YOUR ASSIGNMENT: Stop at the line containing "indicate the cloud, a point for each instance": every line of the listing from the first up to that one must be set down exactly.

PROVIDED MATERIAL:
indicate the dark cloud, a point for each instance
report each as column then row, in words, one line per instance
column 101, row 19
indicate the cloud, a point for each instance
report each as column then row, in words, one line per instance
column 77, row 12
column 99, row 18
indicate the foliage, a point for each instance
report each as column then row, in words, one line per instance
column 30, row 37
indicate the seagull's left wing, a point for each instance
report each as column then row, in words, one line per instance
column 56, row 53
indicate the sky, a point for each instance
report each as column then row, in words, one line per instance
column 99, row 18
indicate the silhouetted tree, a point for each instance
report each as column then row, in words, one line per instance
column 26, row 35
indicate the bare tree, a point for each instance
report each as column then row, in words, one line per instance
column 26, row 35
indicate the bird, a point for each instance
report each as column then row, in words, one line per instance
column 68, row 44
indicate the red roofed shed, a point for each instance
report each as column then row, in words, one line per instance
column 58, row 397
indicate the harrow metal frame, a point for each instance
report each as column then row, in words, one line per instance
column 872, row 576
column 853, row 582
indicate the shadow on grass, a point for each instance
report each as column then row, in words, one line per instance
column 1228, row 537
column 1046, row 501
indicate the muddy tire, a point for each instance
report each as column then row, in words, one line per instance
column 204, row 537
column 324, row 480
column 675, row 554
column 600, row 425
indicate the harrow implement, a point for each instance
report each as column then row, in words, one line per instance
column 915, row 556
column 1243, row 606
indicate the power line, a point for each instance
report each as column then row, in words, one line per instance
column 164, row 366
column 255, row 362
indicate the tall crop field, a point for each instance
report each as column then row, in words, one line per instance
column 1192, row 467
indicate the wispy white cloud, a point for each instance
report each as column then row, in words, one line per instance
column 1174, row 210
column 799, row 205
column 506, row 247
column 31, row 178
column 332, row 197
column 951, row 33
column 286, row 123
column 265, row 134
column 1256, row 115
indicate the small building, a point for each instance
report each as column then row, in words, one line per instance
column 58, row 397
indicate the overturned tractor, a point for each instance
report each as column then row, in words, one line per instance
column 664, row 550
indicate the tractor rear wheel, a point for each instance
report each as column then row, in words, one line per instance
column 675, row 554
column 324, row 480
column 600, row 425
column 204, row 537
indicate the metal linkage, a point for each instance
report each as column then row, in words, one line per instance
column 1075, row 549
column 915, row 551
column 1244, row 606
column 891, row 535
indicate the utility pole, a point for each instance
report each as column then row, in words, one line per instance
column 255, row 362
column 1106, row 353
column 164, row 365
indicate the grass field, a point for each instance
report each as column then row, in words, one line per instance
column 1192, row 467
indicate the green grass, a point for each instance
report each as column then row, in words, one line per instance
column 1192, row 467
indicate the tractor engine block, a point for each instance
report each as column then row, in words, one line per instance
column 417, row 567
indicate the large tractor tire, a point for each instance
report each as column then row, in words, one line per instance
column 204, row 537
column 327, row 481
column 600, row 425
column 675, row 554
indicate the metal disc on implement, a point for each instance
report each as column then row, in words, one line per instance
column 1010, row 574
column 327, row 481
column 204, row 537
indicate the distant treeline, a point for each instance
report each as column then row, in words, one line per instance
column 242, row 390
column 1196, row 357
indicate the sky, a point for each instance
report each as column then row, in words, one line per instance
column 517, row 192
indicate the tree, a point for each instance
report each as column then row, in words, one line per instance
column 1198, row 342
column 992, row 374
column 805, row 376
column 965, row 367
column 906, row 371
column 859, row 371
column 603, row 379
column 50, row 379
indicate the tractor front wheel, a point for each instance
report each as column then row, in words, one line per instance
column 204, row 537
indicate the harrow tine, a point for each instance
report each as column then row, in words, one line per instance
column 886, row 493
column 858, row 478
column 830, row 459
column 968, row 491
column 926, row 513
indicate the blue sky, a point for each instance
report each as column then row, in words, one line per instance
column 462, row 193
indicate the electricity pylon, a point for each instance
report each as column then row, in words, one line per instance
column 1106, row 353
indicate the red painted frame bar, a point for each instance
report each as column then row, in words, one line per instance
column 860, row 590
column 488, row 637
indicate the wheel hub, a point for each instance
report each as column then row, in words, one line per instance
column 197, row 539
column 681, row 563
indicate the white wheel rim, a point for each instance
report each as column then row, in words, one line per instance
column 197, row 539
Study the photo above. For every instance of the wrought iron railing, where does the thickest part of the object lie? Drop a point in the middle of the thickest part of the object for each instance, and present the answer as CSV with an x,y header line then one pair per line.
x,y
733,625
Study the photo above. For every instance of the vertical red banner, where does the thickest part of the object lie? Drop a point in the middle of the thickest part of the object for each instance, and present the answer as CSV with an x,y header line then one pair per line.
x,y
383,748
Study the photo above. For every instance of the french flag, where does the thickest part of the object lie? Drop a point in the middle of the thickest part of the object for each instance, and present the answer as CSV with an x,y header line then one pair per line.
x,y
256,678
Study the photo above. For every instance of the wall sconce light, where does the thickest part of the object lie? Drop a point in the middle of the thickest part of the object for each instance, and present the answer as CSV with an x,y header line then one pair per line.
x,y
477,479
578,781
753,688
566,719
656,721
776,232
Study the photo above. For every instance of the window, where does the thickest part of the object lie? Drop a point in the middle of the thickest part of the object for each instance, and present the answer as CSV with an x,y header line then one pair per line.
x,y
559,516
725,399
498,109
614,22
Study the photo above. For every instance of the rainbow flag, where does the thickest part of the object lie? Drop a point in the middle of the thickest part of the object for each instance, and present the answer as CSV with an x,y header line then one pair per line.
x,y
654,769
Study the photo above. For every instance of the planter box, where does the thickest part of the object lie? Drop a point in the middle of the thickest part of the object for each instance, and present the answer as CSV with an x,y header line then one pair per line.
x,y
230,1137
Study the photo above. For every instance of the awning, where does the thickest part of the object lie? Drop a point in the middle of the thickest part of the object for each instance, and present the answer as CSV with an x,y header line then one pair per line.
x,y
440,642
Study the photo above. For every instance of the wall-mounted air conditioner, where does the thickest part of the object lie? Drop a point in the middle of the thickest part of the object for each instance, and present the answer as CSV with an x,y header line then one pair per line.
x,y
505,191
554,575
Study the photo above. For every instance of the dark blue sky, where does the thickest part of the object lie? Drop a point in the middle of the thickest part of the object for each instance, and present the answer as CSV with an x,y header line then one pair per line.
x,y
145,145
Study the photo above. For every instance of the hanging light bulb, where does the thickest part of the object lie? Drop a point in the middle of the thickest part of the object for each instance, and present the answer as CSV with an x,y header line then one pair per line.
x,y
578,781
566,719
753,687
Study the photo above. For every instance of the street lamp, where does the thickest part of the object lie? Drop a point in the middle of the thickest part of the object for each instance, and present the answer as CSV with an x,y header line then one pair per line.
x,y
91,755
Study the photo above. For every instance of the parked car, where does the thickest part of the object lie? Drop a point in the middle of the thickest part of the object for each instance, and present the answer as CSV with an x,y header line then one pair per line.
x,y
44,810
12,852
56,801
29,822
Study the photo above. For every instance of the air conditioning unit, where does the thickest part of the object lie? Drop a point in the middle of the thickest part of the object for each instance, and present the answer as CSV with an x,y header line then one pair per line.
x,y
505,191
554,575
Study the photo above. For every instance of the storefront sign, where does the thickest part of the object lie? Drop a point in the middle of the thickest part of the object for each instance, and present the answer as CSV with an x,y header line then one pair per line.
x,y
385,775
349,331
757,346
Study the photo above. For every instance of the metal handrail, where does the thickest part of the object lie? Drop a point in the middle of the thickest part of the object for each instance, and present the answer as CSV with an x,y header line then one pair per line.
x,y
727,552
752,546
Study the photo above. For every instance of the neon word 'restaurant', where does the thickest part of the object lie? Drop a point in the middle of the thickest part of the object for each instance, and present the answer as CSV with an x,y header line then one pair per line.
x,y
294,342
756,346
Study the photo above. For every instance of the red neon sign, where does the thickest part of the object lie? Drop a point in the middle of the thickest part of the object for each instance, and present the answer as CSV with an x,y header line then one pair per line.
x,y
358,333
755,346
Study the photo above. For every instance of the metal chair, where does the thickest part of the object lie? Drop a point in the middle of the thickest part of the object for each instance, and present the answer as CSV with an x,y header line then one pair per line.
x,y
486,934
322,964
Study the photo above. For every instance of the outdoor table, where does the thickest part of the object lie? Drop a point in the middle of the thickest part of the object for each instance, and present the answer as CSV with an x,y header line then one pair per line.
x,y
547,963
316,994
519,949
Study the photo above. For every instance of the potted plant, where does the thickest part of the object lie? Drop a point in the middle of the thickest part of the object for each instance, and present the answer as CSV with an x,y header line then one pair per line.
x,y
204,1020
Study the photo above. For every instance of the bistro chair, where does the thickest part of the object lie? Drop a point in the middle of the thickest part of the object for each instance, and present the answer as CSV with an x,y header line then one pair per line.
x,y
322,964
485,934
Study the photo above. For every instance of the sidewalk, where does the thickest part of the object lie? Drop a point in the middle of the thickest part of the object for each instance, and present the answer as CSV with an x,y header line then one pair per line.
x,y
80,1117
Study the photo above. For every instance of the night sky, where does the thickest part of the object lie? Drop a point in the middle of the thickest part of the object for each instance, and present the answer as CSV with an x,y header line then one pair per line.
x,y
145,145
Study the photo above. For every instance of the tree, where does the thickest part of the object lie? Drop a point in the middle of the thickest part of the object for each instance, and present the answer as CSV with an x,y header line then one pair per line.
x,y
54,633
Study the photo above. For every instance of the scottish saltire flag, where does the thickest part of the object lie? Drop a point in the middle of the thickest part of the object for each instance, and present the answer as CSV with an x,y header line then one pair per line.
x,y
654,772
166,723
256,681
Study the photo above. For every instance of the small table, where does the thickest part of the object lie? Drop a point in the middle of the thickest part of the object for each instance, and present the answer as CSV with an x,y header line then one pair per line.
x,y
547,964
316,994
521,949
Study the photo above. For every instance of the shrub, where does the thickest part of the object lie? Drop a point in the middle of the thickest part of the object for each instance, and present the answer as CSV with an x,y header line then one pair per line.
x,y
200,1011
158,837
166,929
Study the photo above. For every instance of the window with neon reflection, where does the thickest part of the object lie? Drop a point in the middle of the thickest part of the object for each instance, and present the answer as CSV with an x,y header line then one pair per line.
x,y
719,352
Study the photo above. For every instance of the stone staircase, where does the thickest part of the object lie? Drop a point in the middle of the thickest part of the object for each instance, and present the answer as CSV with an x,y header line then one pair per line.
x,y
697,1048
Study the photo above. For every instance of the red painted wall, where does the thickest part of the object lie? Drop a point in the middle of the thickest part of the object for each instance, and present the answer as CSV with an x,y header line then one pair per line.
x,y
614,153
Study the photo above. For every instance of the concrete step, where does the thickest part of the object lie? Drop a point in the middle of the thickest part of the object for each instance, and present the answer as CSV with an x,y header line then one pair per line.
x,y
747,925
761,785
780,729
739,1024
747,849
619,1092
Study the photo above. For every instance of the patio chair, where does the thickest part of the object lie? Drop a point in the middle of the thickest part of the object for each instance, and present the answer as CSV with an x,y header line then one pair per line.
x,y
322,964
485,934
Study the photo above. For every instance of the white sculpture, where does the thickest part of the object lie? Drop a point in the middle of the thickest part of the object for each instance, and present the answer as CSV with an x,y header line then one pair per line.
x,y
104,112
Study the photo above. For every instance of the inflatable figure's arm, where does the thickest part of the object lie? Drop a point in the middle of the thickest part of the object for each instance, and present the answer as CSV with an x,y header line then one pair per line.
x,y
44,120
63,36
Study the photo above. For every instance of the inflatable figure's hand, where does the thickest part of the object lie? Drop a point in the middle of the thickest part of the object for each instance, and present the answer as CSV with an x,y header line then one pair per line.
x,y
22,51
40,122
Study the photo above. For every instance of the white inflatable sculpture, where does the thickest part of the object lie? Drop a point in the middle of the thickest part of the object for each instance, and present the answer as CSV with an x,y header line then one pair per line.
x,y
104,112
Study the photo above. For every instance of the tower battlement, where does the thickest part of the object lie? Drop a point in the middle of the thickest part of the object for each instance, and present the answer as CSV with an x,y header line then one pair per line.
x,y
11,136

YOUR RESPONSE:
indicate the dark cloud, a point for each instance
report each as column then row, in words, one line per instance
column 101, row 19
indicate the cloud, a point for each instance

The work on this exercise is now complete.